#### About this exercise
Copy the records below without altering a single word.

[Data for analysis — start]

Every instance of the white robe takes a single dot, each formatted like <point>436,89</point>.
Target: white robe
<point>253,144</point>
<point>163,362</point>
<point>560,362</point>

[Data for analysis — finish]

#### Result of this exercise
Every instance of the white robe takes a single dot, each formatted like <point>436,89</point>.
Target: white robe
<point>253,144</point>
<point>163,362</point>
<point>560,362</point>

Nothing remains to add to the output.